◆ **TEXT PROVIDED**
---*---

From c8338dec57173d32e35efba25651586635152d3f Mon Sep 17 00:00:00 2001
From: Yongteng Lei <yongtengrey@outlook.com>
Date: Tue, 27 Jan 2026 12:45:43 +0800
Subject: [PATCH] Refa: convert RAGFlow MCP server from sync to async (#12834)

### What problem does this PR solve?

Convert RAGFlow MCP server from sync to async.

### Type of change

- [x] Refactoring
- [x] Performance Improvement
---
 mcp/server/server.py | 90 ++++++++++++++++++++++----------------------
 1 file changed, 46 insertions(+), 44 deletions(-)

diff --git a/mcp/server/server.py b/mcp/server/server.py
index 8350b184b..3c83ea2b5 100644
--- a/mcp/server/server.py
+++ b/mcp/server/server.py
@@ -24,7 +24,7 @@ from contextlib import asynccontextmanager
 from functools import wraps
 
 import click
-import requests
+import httpx
 from starlette.applications import Starlette
 from starlette.middleware import Middleware
 from starlette.responses import JSONResponse, Response
@@ -66,19 +66,32 @@ class RAGFlowConnector:
         self.base_url = base_url
         self.version = version
         self.api_url = f"{self.base_url}/api/{self.version}"

---*---

◆ **SOURCE MATERIAL**
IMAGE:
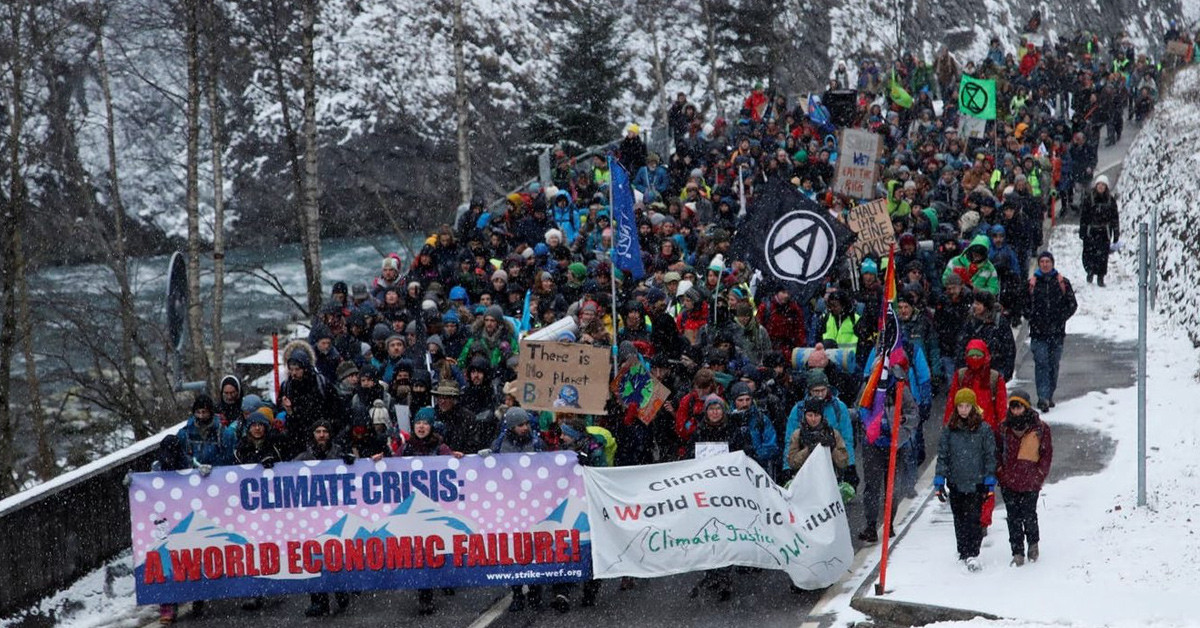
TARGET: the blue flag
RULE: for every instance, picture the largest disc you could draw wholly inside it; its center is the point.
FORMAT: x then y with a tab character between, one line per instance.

---*---

◆ **JOBS**
a) Answer each of these from the patch:
(i) Which file does the patch change?
(ii) Which module is imported in place of requests?
(iii) Which two types of change are checked?
b) From the patch, extract everything from "Convert RAGFlow MCP server from sync to async." down to "insertions(+), 44 deletions(-)" and reproduce it character for character.
c) Extend the RAGFlow MCP server patch, picking up after its final line.
The material following the patch was drawn from a separate source.

◆ **ANSWERS PROVIDED**
a)
(i) mcp/server/server.py
(ii) httpx
(iii) Refactoring and Performance Improvement

b)
Convert RAGFlow MCP server from sync to async.

### Type of change

- [x] Refactoring
- [x] Performance Improvement
---
 mcp/server/server.py | 90 ++++++++++++++++++++++----------------------
 1 file changed, 46 insertions(+), 44 deletions(-)

c)
+        self._async_client = None
 
     def bind_api_key(self, api_key: str):
         self.api_key = api_key
-        self.authorization_header = {"Authorization": "{} {}".format("Bearer", self.api_key)}
+        self.authorization_header = {"Authorization": f"Bearer {self.api_key}"}
 
-    def _post(self, path, json=None, stream=False, files=None):
+    async def _get_client(self):
+        if self._async_client is None:
+            self._async_client = httpx.AsyncClient(timeout=httpx.Timeout(60.0))
+        return self._async_client
+
+    async def close(self):
+        if self._async_client is not None:
+            await self._async_client.aclose()
+            self._async_client = None
+
+    async def _post(self, path, json=None, stream=False, files=None):
         if not self.api_key:
             return None
-        res = requests.post(url=self.api_url + path, json=json, headers=self.authorization_header, stream=stream, files=files)
+        client = await self._get_client()
+        res = await client.post(url=self.api_url + path, json=json, headers=self.authorization_header)
         return res
 
-    def _get(self, path, params=None, json=None):
-        res = requests.get(url=self.api_url + path, params=params, headers=self.authorization_header, json=json)
+    async def _get(self, path, params=None):
+        client = await self._get_client()
+        res = await client.get(url=self.api_url + path, params=params, headers=self.authorization_header)
         return res
 
     def _is_cache_valid(self, ts):
@@ -116,10 +129,10 @@ class RAGFlowConnector:
         self._document_metadata_cache[dataset_id] = (doc_id_meta_list, self._get_expiry_timestamp())
         self._document_metadata_cache.move_to_end(dataset_id)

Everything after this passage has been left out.